# Sağlanan metin:
Mlliyet Milliyet Blog Milliyet Blog
 
Facebook Connect
Blog Kategorileri
 

01 Ağustos '06

 
Kategori
Dans
 

Tutkunun, aşkın, naif, gizemli oyunu...

Tutkunun, aşkın, naif, gizemli oyunu...
 

Arjantin Tango... Onu sadece bir ‘çift-dansı’ olarak algılamak, ona yapılmış büyük bir haksızlık olur. Gerçek yaşamda bildiğimiz, tanıdığımız, tanıştığımız, ruhumuzda ve yüreğimizde taşıdığımız duyguların, sözcüsü ve dili tango. Zaferleri, isyanları, ihanetleri, ayrılıkları, kavuşmalarıyla, Buenos Aires hayatının bütün görüntülerini hatırlatan, tarihin sadık bir yazarı gibi aynı zamanda. Yaşamın ta kendisi aslında...

Kimi zaman aşk, coşku, tutku temaları dökülüyor Arjantin Tangonun müziğine ve şiirine. Elizardo “Marvil” Martinez Vilas’ın sözlerinde ve Elias Randal (1942)’ın müziğinde olduğu gibi.

Asi se baile el tango – Böyle yapılır Tango !
Her vuruşta yüzüne hücum ettiğini hissederek kanının,
Kolun bir yılan edasıyla sarılırken bele,
Derercesine –çiçeği-
Tango böyle yapılır...

Çoğu kez de, hüzün duygusu ön plana çıkıyor Arjantin Tangonun müziğinde. Hüzün duygusunu insana en çok hissettiren iki enstrüman ise, bandoneon ve keman – ki onlar, tangonun müziğinin olmazsa olmazları !

Özellikle bandoneon, tangonun vazgeçilmez sazı ve simgesi !. Onun yerini tutabilecek, örneğin akordeonla çalınan bir tango, otantik ve “Arjantinli” olma özelliğini yitirmiş olurdu kuşkusuz. Bandoneon, sesi ve tınısı ile tangonun en hüzünlü enstrümanlarından biri gerçekten. Keman kadar hüzünlü, ama bazen isyanı, hüzünleri gölgede bırakıyor. Sanki nefesinizi kilitliyor ya da nefes almanızı unutturuyor kimi zaman.

Neden bu ‘hüzün ve yalnızlık’ temaları yerleşmiş tangonun müziğine ?

# Talimat:
Lütfen tango metninin "Özellikle bandoneon, tangonun" ile "unutturuyor kimi zaman." arasındaki bölümünü, bu ifadeler dahil, "akordeonla" yerine "piyanoyla" koyarak güncelleyin. Yalnızca tango metnine dayanın.

# Sağlanan veriler:
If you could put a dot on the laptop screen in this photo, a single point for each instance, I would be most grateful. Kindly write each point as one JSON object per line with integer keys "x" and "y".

# Nihai sonuç:
Özellikle bandoneon, tangonun vazgeçilmez sazı ve simgesi !. Onun yerini tutabilecek, örneğin piyanoyla çalınan bir tango, otantik ve “Arjantinli” olma özelliğini yitirmiş olurdu kuşkusuz. Bandoneon, sesi ve tınısı ile tangonun en hüzünlü enstrümanlarından biri gerçekten. Keman kadar hüzünlü, ama bazen isyanı, hüzünleri gölgede bırakıyor. Sanki nefesinizi kilitliyor ya da nefes almanızı unutturuyor kimi zaman.